▶ SHORT TASK:
Reproduce the minuet forum post, everything from "I composed an" down to "which isn't typical.", substituting "motifs" for "motives" wherever it occurs.

# Minuet in Bb major



## caters (Aug 2, 2018)

I composed an entire minuet in just a few minutes. It is way better than my first minuet(I never even finished that one, it was so bad), but I still might need to make some changes, particularly to the B section. I used motives to both intensify the B section as it moves to F major and to de-intensify it as it moves back to Bb major. Overall, it is in rounded binary form, which is typical for minuets.

View attachment Minuet in Bb.mp3

View attachment Minuet in Bb.pdf


What do you think of my minuet? Does it need any changes? If so, what changes? I tried to stay in the Baroque style, thus the melody and countermelody, but should I have an ending chord to both confirm that it is the ending and make the number of bars even? That would leave me with a bit of a coda to my minuet, which isn't typical.

And here is me addressing why I have the A section and the entire piece end in octaves instead of some other interval:

*Comment on octaves:*



> The octaves at the end of the first phrase and the whole piece lose some weight, where a different harmony could have been more effective.


*My addressed argument for ending in octaves:*

Well, I wanted to make sure it sounded closed at the end of the A section and at the end of the piece, and I was doing 2 voice counterpoint, so I had it end in octaves for that reason(in my mind, the octave is the most closed of cadential intervals, especially when preceded by a leap in the bass). Also for that reason, I had the bass leap from F to Bb in the final cadence of both the A section and the piece. Here is the A section so you can see how I structured it:










So yeah, what do you think of my minuet? What changes does it need if any(besides the parallel octaves and direct fifths and octaves, I'm already aware of those)?


----------



## Phil loves classical (Feb 8, 2017)

▶ SUPPLIED RECORDS:
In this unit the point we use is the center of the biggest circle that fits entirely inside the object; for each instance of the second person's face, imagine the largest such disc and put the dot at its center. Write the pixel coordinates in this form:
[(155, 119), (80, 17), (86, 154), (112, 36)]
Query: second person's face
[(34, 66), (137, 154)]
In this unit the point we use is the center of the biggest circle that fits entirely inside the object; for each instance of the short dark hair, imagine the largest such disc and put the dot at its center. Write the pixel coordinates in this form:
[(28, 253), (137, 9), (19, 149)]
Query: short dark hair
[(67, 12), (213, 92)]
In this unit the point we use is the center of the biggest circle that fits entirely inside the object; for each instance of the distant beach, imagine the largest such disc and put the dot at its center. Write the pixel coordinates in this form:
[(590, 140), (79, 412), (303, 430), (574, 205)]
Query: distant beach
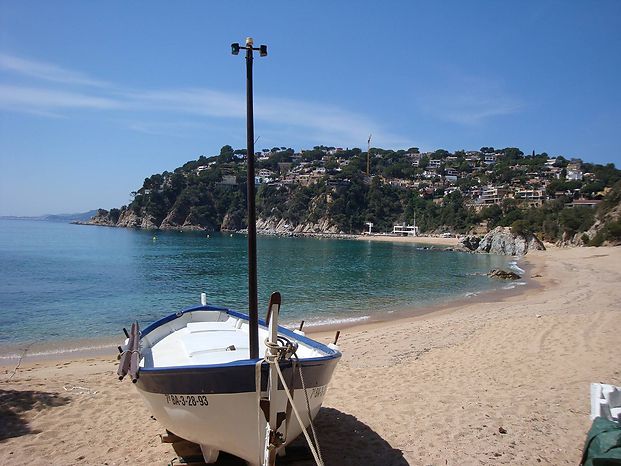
[(496, 382)]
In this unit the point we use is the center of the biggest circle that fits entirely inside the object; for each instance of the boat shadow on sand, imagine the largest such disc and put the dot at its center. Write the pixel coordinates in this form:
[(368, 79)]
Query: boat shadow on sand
[(15, 405), (343, 441)]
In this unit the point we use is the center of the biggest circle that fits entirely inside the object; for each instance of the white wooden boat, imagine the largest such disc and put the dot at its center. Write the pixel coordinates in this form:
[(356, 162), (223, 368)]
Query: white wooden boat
[(194, 372)]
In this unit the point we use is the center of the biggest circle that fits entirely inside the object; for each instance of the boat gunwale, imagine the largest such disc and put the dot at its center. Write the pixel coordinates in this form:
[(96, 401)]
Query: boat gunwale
[(330, 352)]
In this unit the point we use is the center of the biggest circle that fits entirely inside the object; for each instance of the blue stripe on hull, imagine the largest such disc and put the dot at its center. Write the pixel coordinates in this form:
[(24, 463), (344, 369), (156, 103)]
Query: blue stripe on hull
[(231, 378)]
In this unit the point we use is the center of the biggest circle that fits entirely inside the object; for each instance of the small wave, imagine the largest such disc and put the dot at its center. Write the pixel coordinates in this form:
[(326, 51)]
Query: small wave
[(337, 320), (53, 352)]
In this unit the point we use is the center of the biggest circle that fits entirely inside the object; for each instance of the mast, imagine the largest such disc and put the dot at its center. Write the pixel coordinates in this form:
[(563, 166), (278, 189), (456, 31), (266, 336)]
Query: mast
[(253, 330), (369, 155)]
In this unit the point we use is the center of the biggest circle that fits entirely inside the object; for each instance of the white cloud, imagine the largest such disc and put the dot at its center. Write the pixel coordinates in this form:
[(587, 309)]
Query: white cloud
[(308, 120), (469, 100), (32, 99), (46, 71)]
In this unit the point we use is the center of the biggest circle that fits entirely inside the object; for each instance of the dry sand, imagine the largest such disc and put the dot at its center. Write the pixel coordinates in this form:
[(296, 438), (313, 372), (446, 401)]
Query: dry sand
[(503, 382)]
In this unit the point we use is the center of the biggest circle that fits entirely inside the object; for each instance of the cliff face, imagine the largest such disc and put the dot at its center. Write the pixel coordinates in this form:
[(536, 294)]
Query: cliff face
[(231, 222), (276, 226), (502, 241)]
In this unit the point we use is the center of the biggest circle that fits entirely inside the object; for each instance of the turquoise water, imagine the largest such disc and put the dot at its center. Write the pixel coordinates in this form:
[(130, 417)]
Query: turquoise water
[(61, 281)]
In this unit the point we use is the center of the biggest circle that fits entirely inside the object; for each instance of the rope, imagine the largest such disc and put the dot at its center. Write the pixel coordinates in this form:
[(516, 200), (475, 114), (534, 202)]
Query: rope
[(314, 451), (276, 352), (309, 416)]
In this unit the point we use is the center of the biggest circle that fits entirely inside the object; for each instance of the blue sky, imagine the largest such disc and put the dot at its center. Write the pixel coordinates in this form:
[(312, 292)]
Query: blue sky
[(96, 96)]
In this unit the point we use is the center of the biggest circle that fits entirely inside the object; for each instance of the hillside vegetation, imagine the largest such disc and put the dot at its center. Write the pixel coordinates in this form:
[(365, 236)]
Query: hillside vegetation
[(327, 190)]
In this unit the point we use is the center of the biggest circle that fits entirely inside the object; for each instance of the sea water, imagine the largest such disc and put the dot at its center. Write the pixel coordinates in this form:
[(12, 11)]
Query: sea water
[(61, 282)]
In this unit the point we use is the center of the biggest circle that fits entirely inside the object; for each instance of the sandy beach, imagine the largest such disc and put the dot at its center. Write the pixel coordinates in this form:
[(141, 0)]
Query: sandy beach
[(499, 382)]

▶ RESPONSE BELOW:
I composed an entire minuet in just a few minutes. It is way better than my first minuet(I never even finished that one, it was so bad), but I still might need to make some changes, particularly to the B section. I used motifs to both intensify the B section as it moves to F major and to de-intensify it as it moves back to Bb major. Overall, it is in rounded binary form, which is typical for minuets.

View attachment Minuet in Bb.mp3

View attachment Minuet in Bb.pdf


What do you think of my minuet? Does it need any changes? If so, what changes? I tried to stay in the Baroque style, thus the melody and countermelody, but should I have an ending chord to both confirm that it is the ending and make the number of bars even? That would leave me with a bit of a coda to my minuet, which isn't typical.